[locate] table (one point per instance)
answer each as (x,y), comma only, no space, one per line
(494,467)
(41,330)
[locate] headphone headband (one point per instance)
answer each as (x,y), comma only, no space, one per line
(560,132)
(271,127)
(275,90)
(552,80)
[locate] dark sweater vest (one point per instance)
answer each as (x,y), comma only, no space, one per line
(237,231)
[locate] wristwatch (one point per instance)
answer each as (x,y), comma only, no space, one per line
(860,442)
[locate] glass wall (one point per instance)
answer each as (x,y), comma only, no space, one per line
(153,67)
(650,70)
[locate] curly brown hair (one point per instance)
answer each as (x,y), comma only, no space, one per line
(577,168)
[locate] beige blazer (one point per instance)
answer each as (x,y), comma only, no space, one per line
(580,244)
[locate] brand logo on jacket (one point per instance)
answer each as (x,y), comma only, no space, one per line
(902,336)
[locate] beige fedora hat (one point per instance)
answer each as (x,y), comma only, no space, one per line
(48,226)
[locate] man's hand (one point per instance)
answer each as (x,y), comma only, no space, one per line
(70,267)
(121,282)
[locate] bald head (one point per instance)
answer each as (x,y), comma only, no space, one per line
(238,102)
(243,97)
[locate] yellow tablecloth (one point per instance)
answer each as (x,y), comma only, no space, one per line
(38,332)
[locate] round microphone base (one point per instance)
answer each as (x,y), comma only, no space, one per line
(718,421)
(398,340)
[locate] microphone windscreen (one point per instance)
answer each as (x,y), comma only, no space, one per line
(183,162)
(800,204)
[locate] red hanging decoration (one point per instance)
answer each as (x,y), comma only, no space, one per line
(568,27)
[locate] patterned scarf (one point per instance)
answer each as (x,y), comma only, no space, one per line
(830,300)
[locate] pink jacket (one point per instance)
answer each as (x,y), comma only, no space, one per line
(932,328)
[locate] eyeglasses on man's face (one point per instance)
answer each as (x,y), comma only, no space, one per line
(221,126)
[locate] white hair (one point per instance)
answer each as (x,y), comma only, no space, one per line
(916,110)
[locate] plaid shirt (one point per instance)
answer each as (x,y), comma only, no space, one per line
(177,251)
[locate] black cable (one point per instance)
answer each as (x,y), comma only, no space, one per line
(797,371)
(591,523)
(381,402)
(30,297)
★ ★ ★ ★ ★
__WHAT YOU WILL DO__
Starting at the line that holds "[locate] plaid shirt (one point per instance)" and going through the end of the listing, inclusive, write every line again, requests included, with each coordinate in the answers scaled by 0.25 and rounded to a whole number, halves rounding up. Leave the requests and their format samples unchanged.

__ANSWER TO THIS EXERCISE__
[locate] plaid shirt (one point per instance)
answer each as (x,y), comma only, no space, one per line
(44,63)
[locate] black cable (one point per instance)
answer each as (x,y), comma only, no space, one per line
(199,93)
(148,131)
(95,101)
(8,74)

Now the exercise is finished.